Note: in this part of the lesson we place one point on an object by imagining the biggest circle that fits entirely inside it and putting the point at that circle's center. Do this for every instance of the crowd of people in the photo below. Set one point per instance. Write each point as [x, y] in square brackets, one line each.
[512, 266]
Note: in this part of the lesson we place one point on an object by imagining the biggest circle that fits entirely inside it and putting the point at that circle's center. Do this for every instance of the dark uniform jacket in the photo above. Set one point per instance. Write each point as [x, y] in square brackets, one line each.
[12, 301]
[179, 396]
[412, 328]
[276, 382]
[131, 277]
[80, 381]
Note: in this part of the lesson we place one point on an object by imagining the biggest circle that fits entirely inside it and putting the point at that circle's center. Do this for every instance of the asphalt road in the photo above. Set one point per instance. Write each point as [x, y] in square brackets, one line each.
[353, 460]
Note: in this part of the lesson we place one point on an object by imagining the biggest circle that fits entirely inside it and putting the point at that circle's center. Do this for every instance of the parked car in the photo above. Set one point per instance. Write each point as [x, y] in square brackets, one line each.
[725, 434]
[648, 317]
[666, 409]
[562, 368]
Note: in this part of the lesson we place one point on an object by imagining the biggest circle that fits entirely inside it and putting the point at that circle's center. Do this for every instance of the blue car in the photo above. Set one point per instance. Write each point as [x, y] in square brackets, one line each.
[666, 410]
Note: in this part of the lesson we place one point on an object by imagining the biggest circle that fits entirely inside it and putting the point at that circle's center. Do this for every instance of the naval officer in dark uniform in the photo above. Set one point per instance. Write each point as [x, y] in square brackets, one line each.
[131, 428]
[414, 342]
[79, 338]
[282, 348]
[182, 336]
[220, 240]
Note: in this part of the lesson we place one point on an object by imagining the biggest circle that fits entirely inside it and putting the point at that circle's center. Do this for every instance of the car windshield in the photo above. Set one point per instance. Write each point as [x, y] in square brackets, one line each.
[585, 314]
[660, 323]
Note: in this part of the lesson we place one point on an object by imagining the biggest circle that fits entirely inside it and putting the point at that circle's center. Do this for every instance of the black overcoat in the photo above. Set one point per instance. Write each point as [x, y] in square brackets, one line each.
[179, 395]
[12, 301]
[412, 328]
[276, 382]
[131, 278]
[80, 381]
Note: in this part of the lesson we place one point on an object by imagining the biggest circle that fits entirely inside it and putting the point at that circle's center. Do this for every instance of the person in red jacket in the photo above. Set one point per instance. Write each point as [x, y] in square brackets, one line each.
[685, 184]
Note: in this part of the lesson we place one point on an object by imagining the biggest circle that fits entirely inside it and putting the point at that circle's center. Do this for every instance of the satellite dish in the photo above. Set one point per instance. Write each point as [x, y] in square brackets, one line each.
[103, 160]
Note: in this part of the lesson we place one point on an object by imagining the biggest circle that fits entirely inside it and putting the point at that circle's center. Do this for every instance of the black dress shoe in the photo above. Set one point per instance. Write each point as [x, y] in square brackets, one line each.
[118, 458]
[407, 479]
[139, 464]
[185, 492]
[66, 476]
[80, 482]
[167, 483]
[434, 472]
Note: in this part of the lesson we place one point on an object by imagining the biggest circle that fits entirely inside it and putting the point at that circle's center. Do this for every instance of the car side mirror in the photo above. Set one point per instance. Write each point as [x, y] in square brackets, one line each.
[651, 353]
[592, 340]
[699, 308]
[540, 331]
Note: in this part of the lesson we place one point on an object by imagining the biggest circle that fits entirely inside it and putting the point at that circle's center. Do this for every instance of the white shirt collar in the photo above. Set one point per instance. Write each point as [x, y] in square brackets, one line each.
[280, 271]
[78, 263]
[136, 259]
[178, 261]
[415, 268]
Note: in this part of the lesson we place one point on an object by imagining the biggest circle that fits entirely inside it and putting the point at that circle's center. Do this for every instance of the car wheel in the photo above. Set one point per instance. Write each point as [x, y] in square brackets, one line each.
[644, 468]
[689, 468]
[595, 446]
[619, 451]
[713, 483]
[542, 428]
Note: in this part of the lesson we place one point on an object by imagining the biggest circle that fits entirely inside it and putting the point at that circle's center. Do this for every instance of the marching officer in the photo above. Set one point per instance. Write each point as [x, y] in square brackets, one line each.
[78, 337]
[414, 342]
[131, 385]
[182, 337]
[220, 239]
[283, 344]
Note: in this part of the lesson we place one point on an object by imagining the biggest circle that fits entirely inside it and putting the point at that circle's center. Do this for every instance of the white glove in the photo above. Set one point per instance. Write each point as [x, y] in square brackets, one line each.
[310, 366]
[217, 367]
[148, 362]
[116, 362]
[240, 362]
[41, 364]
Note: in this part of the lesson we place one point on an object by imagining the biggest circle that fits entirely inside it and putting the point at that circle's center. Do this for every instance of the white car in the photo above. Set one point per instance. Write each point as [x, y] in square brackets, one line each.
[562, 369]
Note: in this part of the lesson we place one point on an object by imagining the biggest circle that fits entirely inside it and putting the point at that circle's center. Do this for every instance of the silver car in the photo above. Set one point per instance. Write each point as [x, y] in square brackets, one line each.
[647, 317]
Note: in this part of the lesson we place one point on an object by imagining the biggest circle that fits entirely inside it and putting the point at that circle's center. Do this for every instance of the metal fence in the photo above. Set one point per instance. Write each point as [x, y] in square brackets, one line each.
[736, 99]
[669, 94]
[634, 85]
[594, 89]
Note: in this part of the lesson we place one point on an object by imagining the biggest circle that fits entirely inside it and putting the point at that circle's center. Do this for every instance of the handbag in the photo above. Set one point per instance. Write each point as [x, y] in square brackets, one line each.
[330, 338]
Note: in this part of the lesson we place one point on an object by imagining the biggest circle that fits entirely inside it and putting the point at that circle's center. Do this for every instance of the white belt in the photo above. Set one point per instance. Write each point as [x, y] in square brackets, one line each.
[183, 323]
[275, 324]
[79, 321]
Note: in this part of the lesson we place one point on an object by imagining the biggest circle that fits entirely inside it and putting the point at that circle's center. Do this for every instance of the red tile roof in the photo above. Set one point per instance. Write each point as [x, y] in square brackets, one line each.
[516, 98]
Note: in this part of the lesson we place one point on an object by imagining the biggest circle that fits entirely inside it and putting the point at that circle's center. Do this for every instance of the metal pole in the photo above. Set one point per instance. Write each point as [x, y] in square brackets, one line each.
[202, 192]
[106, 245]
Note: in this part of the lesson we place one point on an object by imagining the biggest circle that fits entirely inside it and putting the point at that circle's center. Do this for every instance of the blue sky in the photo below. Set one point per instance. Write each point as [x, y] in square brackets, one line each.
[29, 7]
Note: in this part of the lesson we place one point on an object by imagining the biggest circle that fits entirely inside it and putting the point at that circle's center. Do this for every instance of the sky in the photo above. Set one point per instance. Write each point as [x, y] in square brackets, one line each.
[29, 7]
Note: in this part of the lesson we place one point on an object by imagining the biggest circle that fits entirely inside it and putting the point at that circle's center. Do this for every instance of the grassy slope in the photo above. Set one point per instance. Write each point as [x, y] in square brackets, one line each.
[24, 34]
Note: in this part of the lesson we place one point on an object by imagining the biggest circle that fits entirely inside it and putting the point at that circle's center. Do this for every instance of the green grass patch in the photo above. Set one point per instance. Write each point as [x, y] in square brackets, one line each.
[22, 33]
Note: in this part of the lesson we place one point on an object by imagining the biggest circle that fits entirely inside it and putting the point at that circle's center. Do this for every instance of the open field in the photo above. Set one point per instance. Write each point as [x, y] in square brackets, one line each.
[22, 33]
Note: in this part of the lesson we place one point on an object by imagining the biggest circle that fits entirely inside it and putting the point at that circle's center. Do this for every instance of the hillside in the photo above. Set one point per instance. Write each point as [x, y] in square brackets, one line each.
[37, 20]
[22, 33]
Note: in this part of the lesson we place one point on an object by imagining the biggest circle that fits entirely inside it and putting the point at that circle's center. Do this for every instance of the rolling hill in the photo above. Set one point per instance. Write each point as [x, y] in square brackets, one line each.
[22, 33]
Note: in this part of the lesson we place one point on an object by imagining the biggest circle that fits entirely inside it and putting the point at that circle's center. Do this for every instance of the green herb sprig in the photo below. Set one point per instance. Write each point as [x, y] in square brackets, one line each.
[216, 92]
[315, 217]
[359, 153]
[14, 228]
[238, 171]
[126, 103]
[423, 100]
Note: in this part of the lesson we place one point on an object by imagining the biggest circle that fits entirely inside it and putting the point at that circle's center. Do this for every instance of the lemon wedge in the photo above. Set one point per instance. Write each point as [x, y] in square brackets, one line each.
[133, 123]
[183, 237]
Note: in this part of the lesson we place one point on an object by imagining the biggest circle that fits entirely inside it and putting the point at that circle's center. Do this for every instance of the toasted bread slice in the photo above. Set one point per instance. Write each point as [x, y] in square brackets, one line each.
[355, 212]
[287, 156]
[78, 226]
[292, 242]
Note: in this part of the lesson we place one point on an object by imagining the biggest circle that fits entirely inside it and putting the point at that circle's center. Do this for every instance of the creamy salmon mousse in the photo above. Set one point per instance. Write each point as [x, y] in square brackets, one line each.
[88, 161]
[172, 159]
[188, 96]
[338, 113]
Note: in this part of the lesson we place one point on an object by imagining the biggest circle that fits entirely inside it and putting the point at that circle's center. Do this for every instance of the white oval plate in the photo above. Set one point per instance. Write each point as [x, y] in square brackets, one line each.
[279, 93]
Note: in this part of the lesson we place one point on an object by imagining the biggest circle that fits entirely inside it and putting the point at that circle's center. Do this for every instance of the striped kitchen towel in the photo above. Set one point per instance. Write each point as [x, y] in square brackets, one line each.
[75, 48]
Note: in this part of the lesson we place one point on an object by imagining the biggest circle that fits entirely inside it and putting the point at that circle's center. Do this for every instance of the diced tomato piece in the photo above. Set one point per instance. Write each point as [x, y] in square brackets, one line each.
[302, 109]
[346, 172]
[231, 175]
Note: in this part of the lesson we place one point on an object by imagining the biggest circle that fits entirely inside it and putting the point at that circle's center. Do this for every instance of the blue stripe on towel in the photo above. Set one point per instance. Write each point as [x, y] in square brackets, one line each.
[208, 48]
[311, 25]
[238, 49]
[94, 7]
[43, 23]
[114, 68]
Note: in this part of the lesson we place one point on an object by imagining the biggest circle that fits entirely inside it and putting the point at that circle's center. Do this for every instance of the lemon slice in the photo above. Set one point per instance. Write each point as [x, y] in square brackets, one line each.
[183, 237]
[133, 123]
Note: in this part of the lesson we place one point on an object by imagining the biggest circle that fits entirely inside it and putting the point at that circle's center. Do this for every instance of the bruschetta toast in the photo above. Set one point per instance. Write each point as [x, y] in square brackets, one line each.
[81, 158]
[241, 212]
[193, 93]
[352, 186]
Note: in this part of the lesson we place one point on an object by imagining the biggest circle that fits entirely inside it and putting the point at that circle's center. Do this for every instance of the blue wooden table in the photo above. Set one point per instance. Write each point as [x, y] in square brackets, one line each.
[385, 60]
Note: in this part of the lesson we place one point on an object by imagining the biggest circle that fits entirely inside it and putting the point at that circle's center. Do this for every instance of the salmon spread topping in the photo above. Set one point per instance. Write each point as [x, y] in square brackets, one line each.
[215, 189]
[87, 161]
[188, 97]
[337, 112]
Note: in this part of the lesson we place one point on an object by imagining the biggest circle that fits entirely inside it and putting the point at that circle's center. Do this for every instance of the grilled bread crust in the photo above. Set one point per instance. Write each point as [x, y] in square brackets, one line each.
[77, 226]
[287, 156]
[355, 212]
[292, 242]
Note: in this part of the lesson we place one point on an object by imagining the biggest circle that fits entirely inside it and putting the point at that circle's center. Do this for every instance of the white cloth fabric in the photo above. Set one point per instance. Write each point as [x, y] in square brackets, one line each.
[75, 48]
◇ ◇ ◇ ◇
## CONSIGNA
Cambia "biggest" por "largest" en el tramo que va desde la línea que contiene "the white cloth" hasta el final de las entradas, y escribe de nuevo ese tramo sin ninguna otra modificación.

## RESULTADO
Note: in this part of the lesson we place one point on an object by imagining the largest circle that fits entirely inside it and putting the point at that circle's center. Do this for every instance of the white cloth fabric in the photo above. Set one point per instance. Write each point as [x, y] in square brackets, one line each.
[75, 48]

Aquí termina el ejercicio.